GIVEN TASK
Reproduce everything from "Dictionary<int, AgentRecord> agencyDict" down to "while (reader.Read())" in the post about loading SQL rows into C#, substituting "agentLookup" for "agencyDict" wherever it occurs.
━━━ PROVIDED PASSAGE ━━━
1

I need to retrieve 200k records from a SQL Server. The SQL returns all of the data in one operation. Each row represents a customer. One customer has multiple locations associated with it and each location has multiple licenses associated with that location. Performance is the most important factor here and I need to know if my method is the fastest or if there is some faster way of loading all of these SQL records into a C# container. I use a dictionary and I assign a record from the SQL data reader using the corresponding column index. A sample of the code is below. Right now it takes 12 minutes for .NET to process 269,000 rows. Is there a faster way to do this?

EDIT - Thanks for all of the fantastic advice. I will elaborate on the details more because I simplified what i showed you here to give you an idea of how I handle nested lists.

There are about 4,000 agents records and each one must be sent every day to a vendor. Each agent record has a list of addresses, contacts, and locations. In the case of locations, each location can have a ist of addresses for that location, contacts for that location, licenses for that location and people for that location.

The original developer sent a SQL query to get a list of all customer id numbers (record key). Then he does a for loop and sends out an individual sql request with the specific customer id to get the list of addresses, then a different sql request for a list of the contacts, and so forth. Once he adds a location to the main agent list, he then makes 7 separate SQL calls to get all of the lists for that location. This process takes nearly 5 hours at run time. MY boss gave it to me and wants me to get it running in under 15 minutes.

MY first approach is to send a request to the SQL server, get all agents and all child lists at one time then send the entire result set back to the code. This was done to eliminate all of the sql calls. Then I want to load all of this data into the agent records and their nested

lists. Right now I have 100 fields in my select and 26 left joins. and some of those joins connect to the same table but with a different id for a different record. For example, there is a join to the address table that matches the address id to the agent id. Then there is also another join to the address table but for an address in the location list, with a match on the location id to the address id.

So now you know the full story and you have seen my code. I am going to incorporate some of the suggestions you provided and see what kind of improvement I get. Once I have something faster i will post it here so you can see what i did. If you have any further advice, I would love to hear it.

public class LicenseSF
{
    public string LicenseId { get; set; }
}


public class LocationSF
{
    public int LocIdSeq { get; set; }
    public List<LicenseSF> Licenses { get; set; }
}   
 
public class AgentRecord
{
    public int CusIdSeq { get; set; }
    public List<LocationSF> Locations { get; set; } 

}


Dictionary<int, AgentRecord> agencyDict = new Dictionary<int, AgentRecord>();

  using (var con = new SqlConnection(connectionString))
  {
      using (var cmd = new SqlCommand(sql, con))
      {
          con.Open();
          SqlDataReader reader = await cmd.ExecuteReaderAsync();
          if (reader.HasRows)
          {
              while (reader.Read())
              {
                  int cusId = !reader.IsDBNull(0) ? reader.GetInt32(0) : -1;                                              
                  int LocIdSeq  = !reader.IsDBNull(1) ? reader.GetInt32(1) : -1;
                  int LicenseId   = !reader.IsDBNull(2) ? reader.GetInt32(2) : -1;
                  string CUS_Name = !reader.IsDBNull(3) ? reader.GetString(3):string.Empty;   
                 
                  //first, add the new agent if it doesn't already exist in the dictionary
                  AgentRecord agentSF;

                  agencyDict.TryGetValue(cusId, out agentSF);
                  if (agentSF == null)
━━━ MATERIAL PROVIDED ━━━
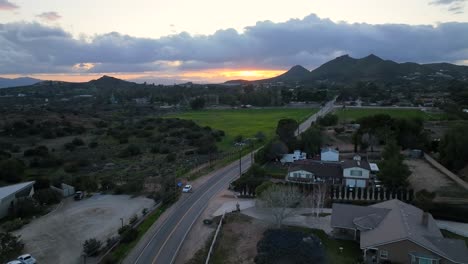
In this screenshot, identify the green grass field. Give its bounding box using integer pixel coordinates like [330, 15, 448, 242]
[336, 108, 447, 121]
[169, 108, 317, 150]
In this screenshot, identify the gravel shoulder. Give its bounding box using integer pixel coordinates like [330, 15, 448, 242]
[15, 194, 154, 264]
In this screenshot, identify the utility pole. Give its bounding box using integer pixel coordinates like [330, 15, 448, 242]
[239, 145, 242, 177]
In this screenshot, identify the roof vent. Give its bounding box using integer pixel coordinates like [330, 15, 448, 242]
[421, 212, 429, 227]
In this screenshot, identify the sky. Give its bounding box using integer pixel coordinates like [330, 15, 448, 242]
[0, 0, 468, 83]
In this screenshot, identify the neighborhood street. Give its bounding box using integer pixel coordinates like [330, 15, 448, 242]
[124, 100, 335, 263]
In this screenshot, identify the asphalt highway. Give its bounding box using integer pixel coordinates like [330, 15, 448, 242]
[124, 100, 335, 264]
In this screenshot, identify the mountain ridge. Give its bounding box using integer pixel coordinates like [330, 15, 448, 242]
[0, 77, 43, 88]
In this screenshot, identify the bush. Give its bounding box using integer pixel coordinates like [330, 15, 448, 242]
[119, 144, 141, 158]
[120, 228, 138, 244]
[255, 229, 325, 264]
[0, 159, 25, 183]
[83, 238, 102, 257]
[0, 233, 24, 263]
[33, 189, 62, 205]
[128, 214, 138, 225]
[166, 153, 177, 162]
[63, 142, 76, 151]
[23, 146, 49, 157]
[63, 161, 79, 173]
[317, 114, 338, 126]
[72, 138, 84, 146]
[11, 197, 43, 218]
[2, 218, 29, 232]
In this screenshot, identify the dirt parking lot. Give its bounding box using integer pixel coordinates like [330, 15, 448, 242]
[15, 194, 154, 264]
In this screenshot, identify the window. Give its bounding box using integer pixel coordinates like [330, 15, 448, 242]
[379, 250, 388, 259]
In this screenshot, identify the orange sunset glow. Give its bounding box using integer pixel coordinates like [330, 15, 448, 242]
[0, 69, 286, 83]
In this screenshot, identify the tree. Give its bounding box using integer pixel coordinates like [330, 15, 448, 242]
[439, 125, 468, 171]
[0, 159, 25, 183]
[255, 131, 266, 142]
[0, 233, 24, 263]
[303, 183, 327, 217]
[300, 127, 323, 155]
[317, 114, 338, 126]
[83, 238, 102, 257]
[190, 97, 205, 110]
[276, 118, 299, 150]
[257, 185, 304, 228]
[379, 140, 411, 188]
━━━
COMPLETE OUTPUT
Dictionary<int, AgentRecord> agentLookup = new Dictionary<int, AgentRecord>();

  using (var con = new SqlConnection(connectionString))
  {
      using (var cmd = new SqlCommand(sql, con))
      {
          con.Open();
          SqlDataReader reader = await cmd.ExecuteReaderAsync();
          if (reader.HasRows)
          {
              while (reader.Read())